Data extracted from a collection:
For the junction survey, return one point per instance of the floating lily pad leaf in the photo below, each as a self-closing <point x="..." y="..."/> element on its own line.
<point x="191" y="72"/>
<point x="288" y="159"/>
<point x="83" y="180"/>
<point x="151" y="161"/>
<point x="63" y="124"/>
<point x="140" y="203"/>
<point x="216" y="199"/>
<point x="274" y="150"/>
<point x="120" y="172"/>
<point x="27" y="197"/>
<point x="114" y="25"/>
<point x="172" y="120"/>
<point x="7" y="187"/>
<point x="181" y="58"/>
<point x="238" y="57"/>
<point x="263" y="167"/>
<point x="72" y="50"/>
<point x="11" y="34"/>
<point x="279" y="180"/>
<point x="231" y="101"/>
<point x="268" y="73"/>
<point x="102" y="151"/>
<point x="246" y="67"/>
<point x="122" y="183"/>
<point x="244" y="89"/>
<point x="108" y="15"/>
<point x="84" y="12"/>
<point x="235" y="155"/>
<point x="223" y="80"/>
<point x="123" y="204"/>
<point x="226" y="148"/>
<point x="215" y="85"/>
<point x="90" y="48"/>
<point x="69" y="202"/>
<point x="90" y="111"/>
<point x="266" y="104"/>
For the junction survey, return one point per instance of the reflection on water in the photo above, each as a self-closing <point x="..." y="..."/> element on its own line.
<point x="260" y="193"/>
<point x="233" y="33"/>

# EXERCISE
Give back, unchanged, the line containing "of the reflection" and each line that comes after it in the entries above, ending with the last.

# WRITTEN RESPONSE
For the junction survey, return one point per instance of the reflection on water in the photo above, each as a self-closing <point x="..." y="..."/> element on its own line.
<point x="260" y="193"/>
<point x="233" y="33"/>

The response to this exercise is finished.